** What is required **
The answer must be every line from the entries below that includes "dining".

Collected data
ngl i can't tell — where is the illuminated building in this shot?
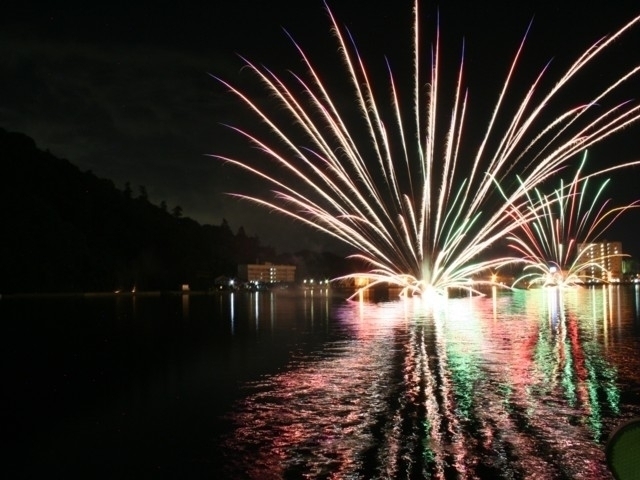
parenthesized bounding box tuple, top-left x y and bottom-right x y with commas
(576, 241, 623, 283)
(238, 262, 297, 284)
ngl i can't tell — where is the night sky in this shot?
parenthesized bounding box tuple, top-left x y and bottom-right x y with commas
(2, 1, 640, 256)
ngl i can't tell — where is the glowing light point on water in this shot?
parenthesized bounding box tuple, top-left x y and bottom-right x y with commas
(213, 2, 640, 299)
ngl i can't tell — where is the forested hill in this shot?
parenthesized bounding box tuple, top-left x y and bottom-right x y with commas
(0, 128, 270, 294)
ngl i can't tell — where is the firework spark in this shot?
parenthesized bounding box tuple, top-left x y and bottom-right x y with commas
(212, 1, 640, 298)
(506, 151, 640, 288)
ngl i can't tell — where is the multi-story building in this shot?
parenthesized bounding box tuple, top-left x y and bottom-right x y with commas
(237, 262, 297, 284)
(576, 241, 623, 282)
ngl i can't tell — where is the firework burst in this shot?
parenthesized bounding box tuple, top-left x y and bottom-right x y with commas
(212, 1, 640, 298)
(506, 151, 640, 288)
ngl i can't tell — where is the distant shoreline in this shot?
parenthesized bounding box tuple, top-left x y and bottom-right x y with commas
(0, 286, 349, 300)
(2, 282, 640, 301)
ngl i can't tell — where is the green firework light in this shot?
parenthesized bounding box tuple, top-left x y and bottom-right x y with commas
(507, 152, 640, 288)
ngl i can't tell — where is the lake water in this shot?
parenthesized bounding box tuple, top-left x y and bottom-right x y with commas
(4, 286, 640, 479)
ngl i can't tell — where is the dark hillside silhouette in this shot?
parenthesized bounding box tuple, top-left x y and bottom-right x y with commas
(0, 128, 264, 293)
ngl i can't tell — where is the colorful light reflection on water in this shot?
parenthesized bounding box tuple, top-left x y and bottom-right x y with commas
(222, 286, 640, 479)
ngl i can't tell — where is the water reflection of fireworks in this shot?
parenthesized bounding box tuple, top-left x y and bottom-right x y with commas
(222, 293, 622, 478)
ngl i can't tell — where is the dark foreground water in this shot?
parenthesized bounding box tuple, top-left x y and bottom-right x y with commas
(4, 286, 640, 479)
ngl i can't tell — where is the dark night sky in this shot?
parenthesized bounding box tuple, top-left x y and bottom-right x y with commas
(2, 1, 640, 256)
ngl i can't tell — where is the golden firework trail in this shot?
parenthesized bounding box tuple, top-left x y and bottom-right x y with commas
(212, 1, 640, 298)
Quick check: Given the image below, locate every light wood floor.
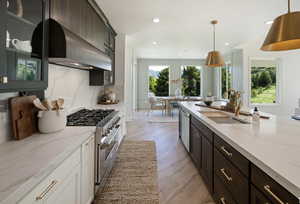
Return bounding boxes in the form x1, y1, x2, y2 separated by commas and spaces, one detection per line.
126, 111, 215, 204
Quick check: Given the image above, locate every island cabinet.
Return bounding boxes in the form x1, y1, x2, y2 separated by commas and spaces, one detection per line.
190, 121, 202, 170
187, 115, 299, 204
251, 164, 299, 204
190, 117, 214, 193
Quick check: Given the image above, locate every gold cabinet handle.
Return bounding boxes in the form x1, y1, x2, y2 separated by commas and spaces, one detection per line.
36, 180, 58, 201
220, 168, 233, 181
220, 197, 226, 204
264, 185, 288, 204
221, 146, 233, 157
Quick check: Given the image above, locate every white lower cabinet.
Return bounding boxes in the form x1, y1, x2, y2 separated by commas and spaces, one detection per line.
43, 164, 81, 204
81, 136, 95, 204
18, 135, 95, 204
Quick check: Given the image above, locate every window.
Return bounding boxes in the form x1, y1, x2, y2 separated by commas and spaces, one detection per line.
181, 66, 201, 96
250, 59, 278, 104
148, 65, 169, 96
221, 64, 232, 99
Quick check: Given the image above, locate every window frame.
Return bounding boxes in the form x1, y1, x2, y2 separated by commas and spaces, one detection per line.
248, 57, 282, 106
180, 65, 203, 97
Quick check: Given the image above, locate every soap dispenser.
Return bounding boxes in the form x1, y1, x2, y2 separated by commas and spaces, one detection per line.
253, 107, 260, 122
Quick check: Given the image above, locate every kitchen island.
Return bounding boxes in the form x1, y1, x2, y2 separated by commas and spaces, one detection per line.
179, 101, 300, 204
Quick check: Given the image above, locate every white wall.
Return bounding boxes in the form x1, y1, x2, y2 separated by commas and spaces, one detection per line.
124, 35, 137, 121
136, 58, 215, 110
238, 36, 300, 116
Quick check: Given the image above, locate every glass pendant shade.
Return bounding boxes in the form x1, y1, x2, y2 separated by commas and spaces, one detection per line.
261, 0, 300, 51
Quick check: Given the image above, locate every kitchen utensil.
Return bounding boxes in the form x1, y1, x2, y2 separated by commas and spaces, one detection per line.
57, 98, 64, 109
42, 99, 52, 111
38, 110, 67, 133
11, 39, 32, 52
10, 95, 38, 140
33, 98, 47, 111
51, 100, 59, 111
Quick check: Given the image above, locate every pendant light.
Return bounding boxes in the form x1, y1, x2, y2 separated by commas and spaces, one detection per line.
261, 0, 300, 51
205, 20, 225, 67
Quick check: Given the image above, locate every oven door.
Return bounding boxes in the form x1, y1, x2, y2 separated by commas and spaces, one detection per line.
96, 124, 121, 188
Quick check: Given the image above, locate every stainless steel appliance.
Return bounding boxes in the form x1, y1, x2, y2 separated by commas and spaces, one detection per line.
67, 109, 121, 193
179, 108, 190, 152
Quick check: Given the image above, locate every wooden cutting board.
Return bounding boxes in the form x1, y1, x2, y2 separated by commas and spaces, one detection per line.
10, 95, 38, 140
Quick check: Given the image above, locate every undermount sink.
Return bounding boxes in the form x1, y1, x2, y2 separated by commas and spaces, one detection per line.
199, 111, 251, 124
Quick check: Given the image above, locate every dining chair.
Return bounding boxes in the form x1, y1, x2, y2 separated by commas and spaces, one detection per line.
148, 95, 166, 116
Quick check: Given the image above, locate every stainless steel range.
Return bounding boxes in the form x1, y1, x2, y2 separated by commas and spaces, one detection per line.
67, 109, 121, 193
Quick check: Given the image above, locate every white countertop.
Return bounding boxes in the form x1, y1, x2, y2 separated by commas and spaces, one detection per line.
0, 126, 95, 204
180, 102, 300, 200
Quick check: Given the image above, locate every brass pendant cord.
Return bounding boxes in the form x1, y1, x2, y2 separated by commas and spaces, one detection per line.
288, 0, 291, 13
213, 24, 216, 51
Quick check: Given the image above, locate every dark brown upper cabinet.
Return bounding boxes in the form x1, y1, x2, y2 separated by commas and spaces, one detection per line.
50, 0, 113, 54
0, 0, 49, 92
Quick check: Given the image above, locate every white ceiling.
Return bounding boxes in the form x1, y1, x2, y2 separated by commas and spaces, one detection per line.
96, 0, 300, 59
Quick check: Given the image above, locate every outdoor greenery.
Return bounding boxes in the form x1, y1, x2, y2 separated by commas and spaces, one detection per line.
149, 76, 157, 93
149, 68, 169, 96
181, 66, 201, 96
149, 66, 201, 97
251, 66, 276, 104
221, 66, 232, 99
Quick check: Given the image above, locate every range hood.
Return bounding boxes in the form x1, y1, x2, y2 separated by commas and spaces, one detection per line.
47, 19, 112, 71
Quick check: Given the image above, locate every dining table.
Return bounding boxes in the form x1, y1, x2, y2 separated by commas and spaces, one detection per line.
156, 96, 202, 115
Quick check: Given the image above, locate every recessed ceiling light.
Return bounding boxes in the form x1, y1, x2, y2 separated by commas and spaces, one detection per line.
225, 42, 230, 46
152, 41, 157, 45
153, 18, 160, 23
265, 20, 274, 25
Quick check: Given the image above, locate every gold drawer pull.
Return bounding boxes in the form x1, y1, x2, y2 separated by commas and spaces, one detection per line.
220, 168, 232, 181
221, 146, 233, 157
36, 180, 58, 201
220, 197, 226, 204
264, 185, 288, 204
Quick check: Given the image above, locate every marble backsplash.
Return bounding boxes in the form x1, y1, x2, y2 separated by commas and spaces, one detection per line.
0, 64, 105, 144
45, 64, 104, 111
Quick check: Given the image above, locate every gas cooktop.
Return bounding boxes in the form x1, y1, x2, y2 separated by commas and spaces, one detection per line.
67, 109, 116, 126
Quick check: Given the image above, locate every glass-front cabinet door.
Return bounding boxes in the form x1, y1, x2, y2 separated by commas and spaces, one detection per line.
0, 0, 48, 92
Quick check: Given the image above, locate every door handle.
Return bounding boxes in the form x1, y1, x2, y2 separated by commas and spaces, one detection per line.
220, 197, 226, 204
220, 168, 233, 181
221, 146, 233, 157
36, 180, 58, 200
264, 185, 288, 204
0, 76, 8, 84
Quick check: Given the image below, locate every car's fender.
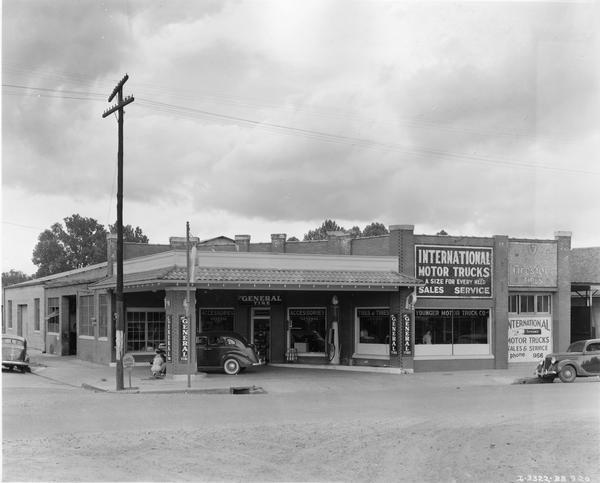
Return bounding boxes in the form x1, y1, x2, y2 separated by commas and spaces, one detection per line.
556, 359, 580, 375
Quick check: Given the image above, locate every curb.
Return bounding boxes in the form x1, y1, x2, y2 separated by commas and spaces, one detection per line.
80, 383, 267, 395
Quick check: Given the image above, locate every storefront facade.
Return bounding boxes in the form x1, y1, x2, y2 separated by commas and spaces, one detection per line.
3, 226, 581, 373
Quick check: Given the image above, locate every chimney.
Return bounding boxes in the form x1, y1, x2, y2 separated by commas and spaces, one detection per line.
235, 234, 251, 252
271, 234, 287, 253
327, 231, 352, 255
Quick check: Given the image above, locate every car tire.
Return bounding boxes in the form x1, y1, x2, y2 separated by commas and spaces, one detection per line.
558, 365, 576, 383
223, 358, 241, 375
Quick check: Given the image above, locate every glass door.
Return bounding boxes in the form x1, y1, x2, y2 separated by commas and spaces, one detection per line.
251, 307, 271, 363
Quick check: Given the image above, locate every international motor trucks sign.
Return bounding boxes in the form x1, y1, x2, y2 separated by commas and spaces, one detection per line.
415, 245, 493, 298
508, 316, 552, 362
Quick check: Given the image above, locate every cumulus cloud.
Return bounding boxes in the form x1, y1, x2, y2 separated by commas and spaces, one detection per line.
2, 0, 599, 273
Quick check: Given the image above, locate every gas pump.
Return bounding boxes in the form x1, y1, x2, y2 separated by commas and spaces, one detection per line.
327, 296, 340, 364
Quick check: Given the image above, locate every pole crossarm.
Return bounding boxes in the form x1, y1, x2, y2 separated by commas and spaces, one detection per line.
102, 96, 135, 118
108, 74, 129, 102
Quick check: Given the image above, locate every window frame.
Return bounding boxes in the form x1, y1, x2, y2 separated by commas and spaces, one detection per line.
47, 297, 60, 333
354, 307, 391, 358
7, 300, 13, 329
34, 298, 41, 332
79, 294, 95, 337
508, 293, 552, 315
98, 294, 108, 339
126, 308, 166, 353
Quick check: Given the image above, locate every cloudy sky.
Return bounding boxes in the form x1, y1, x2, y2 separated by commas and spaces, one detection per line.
2, 0, 599, 275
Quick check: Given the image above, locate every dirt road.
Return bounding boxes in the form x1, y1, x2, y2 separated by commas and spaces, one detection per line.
3, 369, 599, 482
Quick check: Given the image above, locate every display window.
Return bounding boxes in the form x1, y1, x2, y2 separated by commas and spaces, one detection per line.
126, 309, 165, 352
199, 308, 235, 332
355, 307, 390, 357
414, 308, 491, 357
287, 307, 327, 355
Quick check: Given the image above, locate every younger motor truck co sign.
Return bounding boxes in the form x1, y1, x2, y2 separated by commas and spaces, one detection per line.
415, 245, 493, 298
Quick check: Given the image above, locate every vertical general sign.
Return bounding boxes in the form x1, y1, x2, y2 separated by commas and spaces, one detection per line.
508, 316, 552, 362
179, 315, 189, 363
390, 313, 399, 356
415, 245, 493, 298
166, 314, 173, 362
401, 312, 412, 355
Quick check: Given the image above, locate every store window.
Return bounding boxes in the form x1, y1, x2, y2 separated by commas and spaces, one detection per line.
34, 298, 40, 331
98, 294, 108, 338
355, 308, 390, 356
508, 294, 552, 314
126, 309, 165, 352
199, 308, 234, 332
288, 308, 327, 354
79, 295, 94, 337
415, 309, 491, 357
47, 298, 60, 333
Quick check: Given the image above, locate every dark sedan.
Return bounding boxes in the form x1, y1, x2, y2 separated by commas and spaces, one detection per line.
535, 338, 600, 383
196, 331, 263, 375
2, 335, 31, 373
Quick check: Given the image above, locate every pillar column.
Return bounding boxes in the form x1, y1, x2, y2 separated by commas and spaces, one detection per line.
164, 288, 197, 375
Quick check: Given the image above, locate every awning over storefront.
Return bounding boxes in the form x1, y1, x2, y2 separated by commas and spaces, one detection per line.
92, 265, 422, 291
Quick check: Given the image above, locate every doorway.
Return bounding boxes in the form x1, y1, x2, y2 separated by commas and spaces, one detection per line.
66, 295, 77, 355
251, 307, 271, 363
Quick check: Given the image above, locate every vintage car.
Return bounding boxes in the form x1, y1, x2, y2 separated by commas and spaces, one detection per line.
2, 334, 31, 372
196, 331, 262, 375
535, 338, 600, 383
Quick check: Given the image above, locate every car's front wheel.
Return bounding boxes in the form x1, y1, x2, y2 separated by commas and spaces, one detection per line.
558, 365, 576, 383
223, 358, 241, 375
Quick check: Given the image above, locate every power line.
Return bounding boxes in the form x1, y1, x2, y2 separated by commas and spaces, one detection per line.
3, 83, 597, 175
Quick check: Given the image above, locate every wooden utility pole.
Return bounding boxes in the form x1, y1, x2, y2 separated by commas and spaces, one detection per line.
102, 74, 134, 391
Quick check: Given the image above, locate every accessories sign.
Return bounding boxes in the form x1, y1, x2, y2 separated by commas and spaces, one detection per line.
415, 245, 493, 298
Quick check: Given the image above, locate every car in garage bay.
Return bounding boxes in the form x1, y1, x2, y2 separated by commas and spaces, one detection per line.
196, 331, 263, 375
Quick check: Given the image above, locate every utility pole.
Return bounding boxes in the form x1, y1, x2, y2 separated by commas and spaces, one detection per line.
102, 74, 134, 391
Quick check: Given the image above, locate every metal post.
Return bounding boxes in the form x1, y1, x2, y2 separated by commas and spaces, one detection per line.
186, 221, 191, 388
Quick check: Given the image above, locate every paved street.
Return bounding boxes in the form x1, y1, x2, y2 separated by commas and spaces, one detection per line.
3, 356, 599, 482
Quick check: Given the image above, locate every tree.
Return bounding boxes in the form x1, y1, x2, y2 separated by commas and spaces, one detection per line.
31, 214, 151, 277
2, 269, 33, 287
32, 223, 74, 277
109, 223, 150, 243
287, 236, 300, 242
362, 222, 389, 237
303, 219, 346, 241
437, 229, 449, 236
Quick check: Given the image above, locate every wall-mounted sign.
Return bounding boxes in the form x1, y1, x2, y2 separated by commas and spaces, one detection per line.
238, 295, 282, 306
415, 245, 493, 298
166, 315, 173, 362
401, 312, 412, 355
179, 315, 189, 363
200, 308, 234, 332
508, 242, 557, 287
390, 313, 399, 356
508, 316, 552, 363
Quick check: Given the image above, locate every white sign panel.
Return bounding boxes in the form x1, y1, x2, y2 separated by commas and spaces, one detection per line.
508, 316, 552, 362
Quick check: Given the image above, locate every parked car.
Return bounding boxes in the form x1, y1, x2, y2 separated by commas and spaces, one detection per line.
196, 331, 262, 375
2, 334, 30, 373
535, 338, 600, 383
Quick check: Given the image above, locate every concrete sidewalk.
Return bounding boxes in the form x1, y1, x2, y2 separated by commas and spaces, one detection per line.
25, 350, 545, 394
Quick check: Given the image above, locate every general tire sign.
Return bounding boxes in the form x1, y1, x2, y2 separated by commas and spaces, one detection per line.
415, 245, 493, 298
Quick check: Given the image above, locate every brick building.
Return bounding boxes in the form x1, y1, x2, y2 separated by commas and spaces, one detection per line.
4, 225, 596, 373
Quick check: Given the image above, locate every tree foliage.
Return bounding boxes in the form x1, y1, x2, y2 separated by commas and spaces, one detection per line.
109, 223, 150, 243
302, 219, 389, 241
2, 269, 33, 287
32, 214, 150, 277
303, 219, 345, 241
362, 222, 389, 237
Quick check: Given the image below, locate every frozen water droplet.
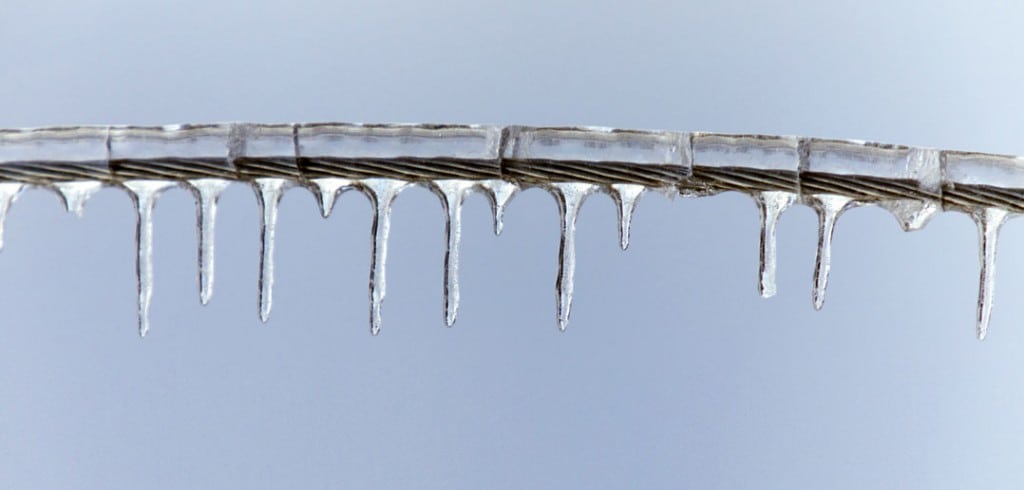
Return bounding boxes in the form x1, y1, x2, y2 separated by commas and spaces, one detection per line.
971, 207, 1009, 340
434, 180, 475, 326
123, 180, 175, 337
808, 194, 854, 310
311, 177, 353, 218
879, 199, 939, 232
189, 178, 231, 306
0, 183, 25, 252
609, 183, 644, 251
53, 181, 102, 218
363, 178, 410, 335
754, 191, 796, 298
254, 178, 291, 323
480, 179, 518, 235
550, 182, 598, 331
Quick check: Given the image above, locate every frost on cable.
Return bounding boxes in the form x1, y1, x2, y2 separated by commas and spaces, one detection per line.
0, 122, 1016, 339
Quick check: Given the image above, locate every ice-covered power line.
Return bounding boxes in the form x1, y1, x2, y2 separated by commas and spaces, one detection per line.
0, 123, 1014, 339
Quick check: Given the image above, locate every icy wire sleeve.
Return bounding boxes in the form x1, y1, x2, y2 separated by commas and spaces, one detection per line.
0, 123, 1013, 339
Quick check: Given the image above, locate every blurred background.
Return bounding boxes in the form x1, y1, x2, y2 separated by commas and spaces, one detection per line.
2, 1, 1024, 487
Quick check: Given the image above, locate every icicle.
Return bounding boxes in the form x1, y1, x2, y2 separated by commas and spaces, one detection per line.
253, 178, 291, 323
753, 191, 796, 298
609, 183, 644, 251
123, 180, 174, 337
0, 183, 24, 252
480, 179, 518, 235
971, 207, 1009, 340
188, 178, 231, 306
363, 178, 409, 335
311, 177, 353, 218
550, 182, 598, 331
808, 194, 854, 311
434, 180, 474, 326
53, 181, 102, 218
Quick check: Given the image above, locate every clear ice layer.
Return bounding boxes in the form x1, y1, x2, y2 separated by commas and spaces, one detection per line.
0, 122, 1020, 340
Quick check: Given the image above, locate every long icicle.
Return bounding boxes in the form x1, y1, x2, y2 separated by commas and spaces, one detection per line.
754, 191, 796, 298
254, 178, 290, 323
435, 180, 474, 327
972, 207, 1010, 340
550, 182, 598, 331
189, 178, 231, 305
363, 178, 409, 335
809, 194, 853, 311
123, 180, 175, 337
0, 183, 24, 252
609, 183, 645, 251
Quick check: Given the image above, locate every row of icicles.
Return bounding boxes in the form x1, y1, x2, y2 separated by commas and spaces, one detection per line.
0, 177, 1004, 339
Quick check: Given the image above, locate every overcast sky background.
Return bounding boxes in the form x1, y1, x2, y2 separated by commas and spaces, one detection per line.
3, 1, 1024, 488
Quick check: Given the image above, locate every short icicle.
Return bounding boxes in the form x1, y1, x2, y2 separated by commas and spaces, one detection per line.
436, 180, 475, 326
550, 182, 598, 331
254, 178, 291, 323
363, 178, 409, 335
809, 194, 854, 311
189, 178, 232, 306
0, 183, 24, 252
754, 191, 796, 298
972, 207, 1010, 340
609, 183, 644, 251
480, 179, 518, 235
53, 181, 102, 218
312, 177, 353, 218
123, 180, 175, 337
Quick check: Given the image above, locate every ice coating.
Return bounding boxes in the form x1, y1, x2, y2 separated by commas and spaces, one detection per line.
691, 133, 800, 173
549, 182, 599, 331
298, 123, 502, 161
504, 126, 689, 170
942, 151, 1024, 190
123, 180, 175, 337
0, 126, 110, 167
110, 124, 232, 161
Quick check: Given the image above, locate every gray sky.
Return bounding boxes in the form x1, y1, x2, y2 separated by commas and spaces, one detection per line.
2, 1, 1024, 488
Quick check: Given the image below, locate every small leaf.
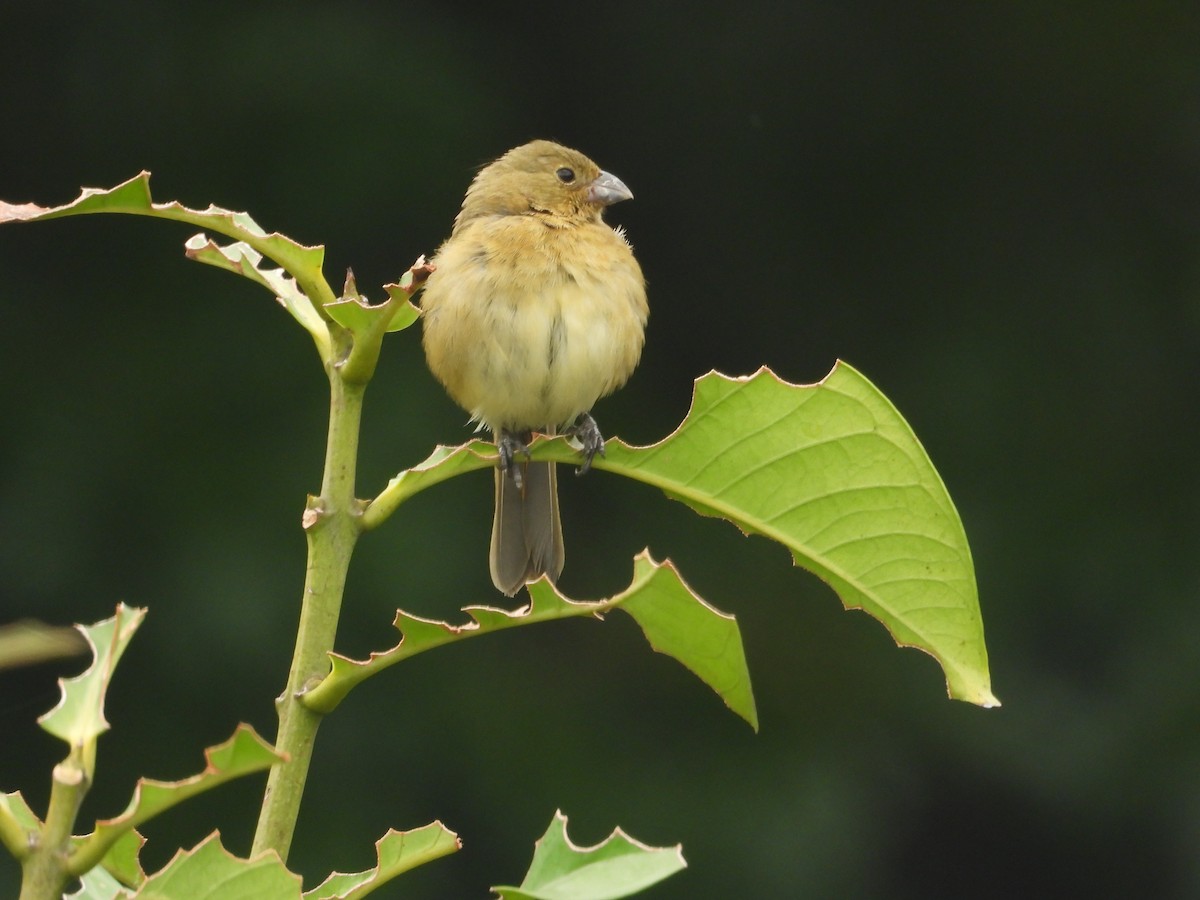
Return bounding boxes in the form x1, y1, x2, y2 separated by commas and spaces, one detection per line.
601, 362, 998, 707
492, 811, 686, 900
137, 833, 301, 900
322, 264, 421, 337
39, 604, 146, 748
304, 822, 461, 899
70, 724, 282, 877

** Solved problem **
Quick check: Given the image above, locate every dining chair.
Quick check: Given the image above, locate every dining table.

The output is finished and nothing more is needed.